TEXT ZUR ANALYSE >>
..........

In Bezug auf die Gefahr im Job erwidert er „Unfälle passieren, das passiert auch regelmäßig. Da kann sich keiner von Freisprechen. Schlimm wird es halt nur, wenn du im Containerbrückenbereich fährst, wo auch Menschen rumlaufen“. Er selbst hat in seinen 13 Jahren bei NTB zwei Todesfälle miterlebt. Der Schock saß durch diese Ereignisse tief bei ihm und er reflektierte daraufhin auch sich selbst und sein Verhalten. „Wenn du mit dem Van Carrier umkippst, bist du tot. Wenn ein Ausleger von einer Brücke abbricht, bist du tot. Wenn dich ein Container erwischt, bist du tot.“ Im Alltag würde man diese Tatsache verdrängen und hoffen, dass alles gut geht. Eben diese Gefahr ist auch ein Grund, warum die Arbeit im Hafen angemessen entlohnt wird.
Dennoch bringt der Job für Marcus auch viele positive Aspekte mit sich. Der Schichtplan würde ihm Planungssicherheit geben. Des Weiteren macht ihm die Arbeit Spaß, der Umgang mit den Kollegen sei entspannt und locker. Er ist stolz auf seine Arbeit. “Quasi halten wir ja auch die Wirtschaft am Laufen“ fügt er hinzu. Zudem sind die Sonnenunter- und Aufgänge für Marcus jedes Mal ein großes Highlight, da ihm der Blick über den Hafen und das Wasser eine einzigartige Aussicht bietet.
Die Zukunft der Jobs im Hafen sieht Marcus durchaus kritisch. Die Automatisierung des VC-Betriebs, wie in einem Hafenterminal in Hamburg bereits umgesetzt, prognostiziert Marcus auch für Bremerhaven. „Ich glaube die Generation die jetzt noch Großgeräte im Hafen fährt, wird die Letzte sein. Maschinen kosten kein Geld und können auch 24 Stunden am Tag fahren“, erklärt er. Zwar müssten die Maschinen gewartet, gesteuert und kontrolliert werden, jedoch wird diese Arbeit dann wohl auch anders entlohnt werden. Momentan würde der Mensch allerdings noch schneller und besser als die Maschinen fahren. In den nächsten Jahren ist dennoch zu erwarten, dass die Entwicklung voranschreitet und die Automatisierung jeden Hafen erreichen wird.
Quellenverzeichnis:
- Baird, Alfred (1996): Containerization and the decline of the upstream urban port in Europe. Mari-time Policy & Management, 23:2, 145-156.

..........

ANGABEN ZUM MATERIAL >>
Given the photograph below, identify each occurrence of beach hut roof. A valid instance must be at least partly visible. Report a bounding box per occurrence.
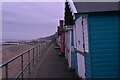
[73,2,120,13]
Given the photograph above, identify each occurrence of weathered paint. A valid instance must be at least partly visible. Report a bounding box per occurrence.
[74,12,120,78]
[75,17,85,78]
[68,30,71,68]
[86,12,118,78]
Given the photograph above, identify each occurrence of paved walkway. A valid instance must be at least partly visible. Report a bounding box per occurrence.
[31,44,76,78]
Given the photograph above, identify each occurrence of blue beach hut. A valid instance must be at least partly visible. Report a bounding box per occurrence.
[65,2,120,78]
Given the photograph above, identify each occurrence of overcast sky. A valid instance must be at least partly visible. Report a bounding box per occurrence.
[2,2,64,39]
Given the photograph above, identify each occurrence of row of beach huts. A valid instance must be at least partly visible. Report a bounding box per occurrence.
[57,1,120,78]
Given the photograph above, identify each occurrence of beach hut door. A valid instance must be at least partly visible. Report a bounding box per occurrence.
[75,17,85,78]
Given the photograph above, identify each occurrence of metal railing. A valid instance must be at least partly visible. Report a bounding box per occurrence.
[0,42,51,80]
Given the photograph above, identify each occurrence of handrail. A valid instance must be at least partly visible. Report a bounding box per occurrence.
[0,42,51,79]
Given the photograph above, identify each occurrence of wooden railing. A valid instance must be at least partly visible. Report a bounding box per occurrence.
[0,42,51,80]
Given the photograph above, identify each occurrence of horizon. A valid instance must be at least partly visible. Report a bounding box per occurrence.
[2,2,64,40]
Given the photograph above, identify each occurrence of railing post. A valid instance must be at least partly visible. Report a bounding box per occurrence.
[21,55,23,80]
[28,50,30,74]
[5,64,8,80]
[33,48,35,67]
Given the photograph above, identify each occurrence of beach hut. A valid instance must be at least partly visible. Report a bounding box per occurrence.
[65,3,77,73]
[65,2,120,78]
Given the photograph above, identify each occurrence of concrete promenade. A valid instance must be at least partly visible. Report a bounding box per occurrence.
[30,43,76,79]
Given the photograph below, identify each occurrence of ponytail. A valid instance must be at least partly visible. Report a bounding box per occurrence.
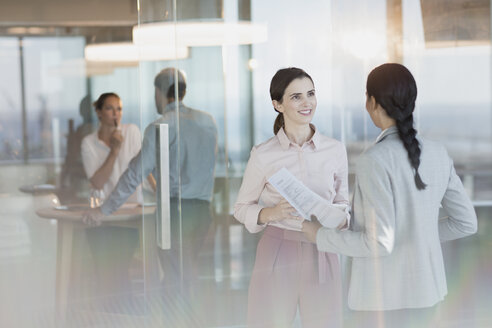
[273,113,285,134]
[396,113,427,190]
[366,63,427,190]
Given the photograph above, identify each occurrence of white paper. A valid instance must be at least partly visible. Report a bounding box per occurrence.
[268,167,347,228]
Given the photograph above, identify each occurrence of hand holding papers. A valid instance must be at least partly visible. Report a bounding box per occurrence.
[268,168,347,228]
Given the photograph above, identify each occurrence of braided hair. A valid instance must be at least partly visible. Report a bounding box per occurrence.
[366,63,427,190]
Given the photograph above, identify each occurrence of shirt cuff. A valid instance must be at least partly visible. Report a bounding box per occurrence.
[100,202,115,216]
[244,204,267,233]
[316,227,335,252]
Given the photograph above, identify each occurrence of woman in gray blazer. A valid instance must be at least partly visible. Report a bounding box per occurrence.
[303,64,477,328]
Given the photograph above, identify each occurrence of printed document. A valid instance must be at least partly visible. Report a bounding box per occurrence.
[268,167,347,228]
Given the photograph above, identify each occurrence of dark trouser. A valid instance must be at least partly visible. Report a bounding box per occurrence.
[87,226,139,298]
[159,199,213,296]
[348,305,439,328]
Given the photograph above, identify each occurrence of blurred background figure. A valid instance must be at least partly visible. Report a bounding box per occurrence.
[81,93,142,310]
[57,95,96,204]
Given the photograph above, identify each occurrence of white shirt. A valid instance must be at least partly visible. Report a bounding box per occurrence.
[81,124,143,203]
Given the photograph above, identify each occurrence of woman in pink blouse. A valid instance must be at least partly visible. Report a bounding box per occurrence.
[234,67,349,327]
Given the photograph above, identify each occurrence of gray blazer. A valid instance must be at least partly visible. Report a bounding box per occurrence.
[316,127,477,311]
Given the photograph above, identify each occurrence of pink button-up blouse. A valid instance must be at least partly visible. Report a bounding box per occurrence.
[234,125,349,233]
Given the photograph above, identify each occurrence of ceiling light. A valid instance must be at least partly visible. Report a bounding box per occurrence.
[84,42,188,63]
[133,21,267,47]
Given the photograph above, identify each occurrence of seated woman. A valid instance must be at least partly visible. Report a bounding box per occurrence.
[81,93,142,300]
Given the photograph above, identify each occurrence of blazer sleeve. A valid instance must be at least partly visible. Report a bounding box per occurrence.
[234,148,266,233]
[439,159,477,241]
[316,155,395,257]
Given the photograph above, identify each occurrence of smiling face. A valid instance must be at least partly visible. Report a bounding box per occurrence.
[97,96,123,126]
[273,77,317,126]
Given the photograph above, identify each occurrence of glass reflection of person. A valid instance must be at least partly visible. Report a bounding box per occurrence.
[81,93,142,304]
[303,64,477,328]
[57,95,95,203]
[234,68,349,327]
[84,68,217,298]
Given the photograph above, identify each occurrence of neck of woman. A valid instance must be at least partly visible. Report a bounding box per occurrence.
[284,122,314,146]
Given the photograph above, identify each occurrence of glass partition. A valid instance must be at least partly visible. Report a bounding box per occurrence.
[0,0,492,327]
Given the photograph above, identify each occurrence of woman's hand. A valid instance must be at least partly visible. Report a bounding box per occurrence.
[302,215,321,244]
[109,129,123,153]
[82,207,104,227]
[258,199,302,224]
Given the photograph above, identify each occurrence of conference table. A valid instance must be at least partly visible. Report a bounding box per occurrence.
[36,204,159,319]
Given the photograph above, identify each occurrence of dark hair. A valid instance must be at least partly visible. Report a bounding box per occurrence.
[270,67,314,134]
[93,92,120,110]
[366,63,426,190]
[154,67,186,100]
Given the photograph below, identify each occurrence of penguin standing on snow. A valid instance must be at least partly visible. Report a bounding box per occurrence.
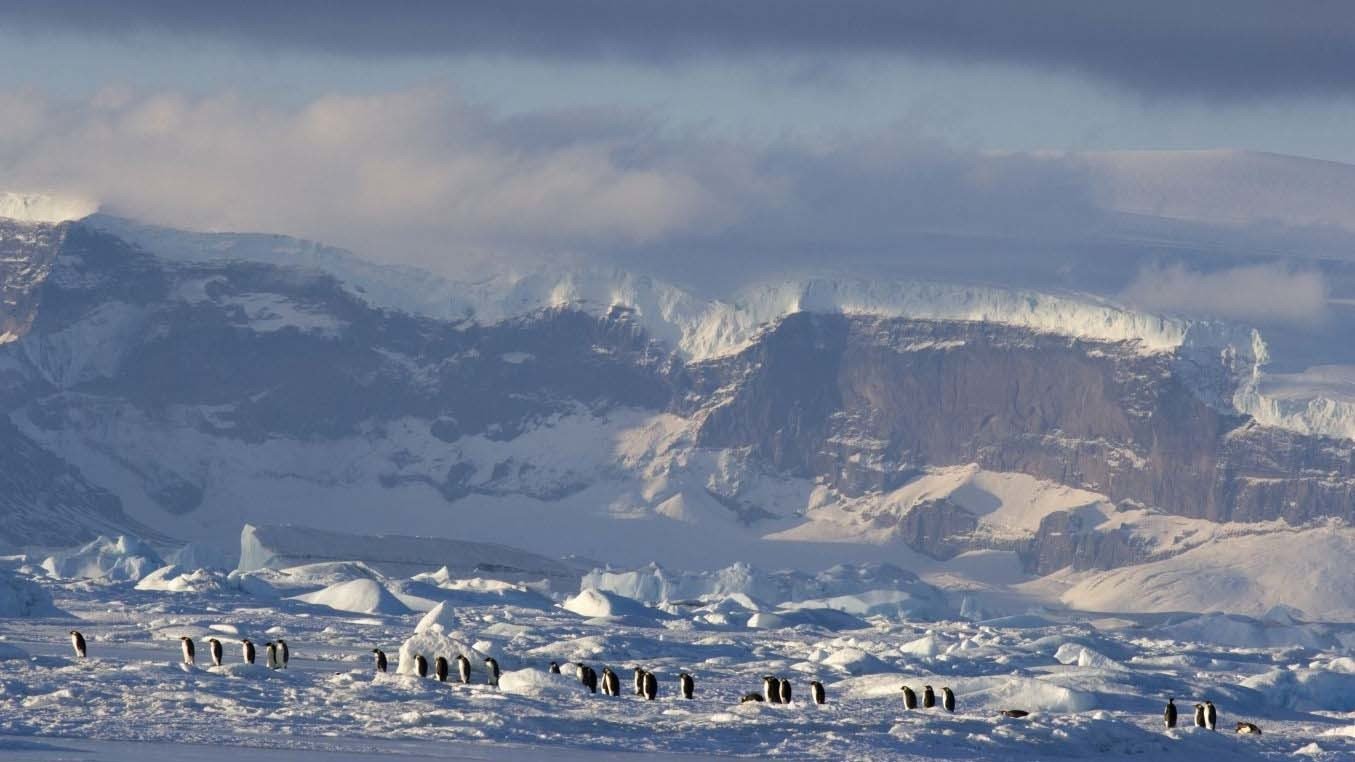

..........

ARBEITSAUFTRAG A >>
Beantworte diese Fragen zum Text über die Hafenarbeit:
(i) Wie viele Todesfälle hat Marcus in seinen 13 Jahren bei NTB miterlebt?
(ii) Was ist für Marcus jedes Mal ein großes Highlight?
(iii) Wo ist die Automatisierung des VC-Betriebs laut dem Text bereits umgesetzt?
ARBEITSAUFTRAG B >> Wie könnte der Text über die Hafenarbeit weitergehen? Führe ihn im Anschluss an seine letzte Zeile fort.
Das Material hat mit dem Text über die Hafenarbeit nichts zu tun.

LÖSUNG A >>
(i) Zwei Todesfälle.
(ii) Die Sonnenunter- und -aufgänge mit dem Blick über den Hafen und das Wasser.
(iii) In einem Hafenterminal in Hamburg.

LÖSUNG B >>
- Bremenports (o. A.): https://bremenports.de/hafen/bremerhaven/
- Eurogate (o. A.): http://www1.eurogate.de/
- Hafenspiegel 2019: https://bremenports.de/wp-content/uploads/2017/03/2019_Hafenspiegel_.pdf
- Mahlstedt, Fredy (2014): Alle Entwicklungen sollten auch sozial abgesichert sein. In: Roder, Hartmut/Schwerdtfeger, Hartmut (Hrsg.), Die Zukunft der bremischen Häfen, Bremen: Rasch-Verlag, 200-207
- NTB (o. A.): https://www.ntb.eu/de/
- Roder, Hartmut (2014): Mann der ersten Stunde. Von der „Klappertechnik“ zur Elektronik. In: Roder, Hartmut/Schwerdtfeger, Hartmut (Hrsg.), Die Zukunft der bremischen Häfen, Bremen: Rasch-Verlag, 195-200
Vielen Dank für diesen spannenden Einblick mit Hilfe eines weiteren Interviews. Im Rahmen des Hafenseminars wurde einige Menschen interviewt, die im Hafen oder auf hoher See arbeiten (mache auch für einen Podcast). Durch solche narrative Interviews bekommen wirklich einen sehr guten Einblick in die alltägliche Hafenarbeit.
Wie haben Sie das Interview selbst empfunden? Was hat gut geklappt und was eher nicht? Ist das Gespräch so gelaufen, wie Sie es erwartet hatten? Wie kam der Kontakt zustande? Haben Sie das Interview aufgenommen oder sich Notitzen gemacht?
Marcus ist mein Vater! Daher war die Kontaktaufnahme denkbar einfach. Anfangs war es anfangs etwas komisch ihn zu befragen, da ich im Vorfeld natürlich schon einiges über seine Arbeit wusste. Ich hatte das Glück, dass er ein sehr dankbarer Interviewpartner war und von sich aus bereits viel erzählt hat. Das Gespräch habe ich aufgenommen. Ich habe bereits im Rahmen von anderen Forschungsarbeiten gemerkt, dass ich mich so am besten auf mein Gegenüber konzentrieren kann. Anschließend habe ich das Gespräch transkribiert. Ich fand es erfrischend und abwechslungsreich das Ergebnis zum ersten Mal sprachlich freier präsentieren zu können!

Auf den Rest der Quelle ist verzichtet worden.